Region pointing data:
· · · · · · ·

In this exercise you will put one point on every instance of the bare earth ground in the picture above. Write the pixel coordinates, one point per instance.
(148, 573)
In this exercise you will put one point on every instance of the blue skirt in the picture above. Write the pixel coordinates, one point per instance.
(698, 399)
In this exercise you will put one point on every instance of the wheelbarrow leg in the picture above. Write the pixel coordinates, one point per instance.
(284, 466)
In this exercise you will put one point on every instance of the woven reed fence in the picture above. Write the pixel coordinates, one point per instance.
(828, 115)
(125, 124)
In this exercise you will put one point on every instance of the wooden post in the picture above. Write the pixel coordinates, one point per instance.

· · · · · · ·

Every line above is to be transcribed exactly, with nothing missed.

In this exercise you will put one point on every instance of the bare earth ground in the picture above. Write the pixel coordinates, one point per instance.
(148, 573)
In this exercise you will put one point on every instance of the blue skirt in the picture above. Write the pixel coordinates, one point per instance.
(698, 399)
In this exercise you will put one point on every instance of the wheelbarrow leg in the picture above. Write the pixel coordinates, one point per instance.
(284, 466)
In this exercise you will put one point on every instance of the woven reed fence in the picture above. Write the pixel coordinates, one point per instance.
(828, 115)
(125, 124)
In this exercise you will put one point on every instance of the wooden post in the picture above. Write the pixel coordinates, one point per instance.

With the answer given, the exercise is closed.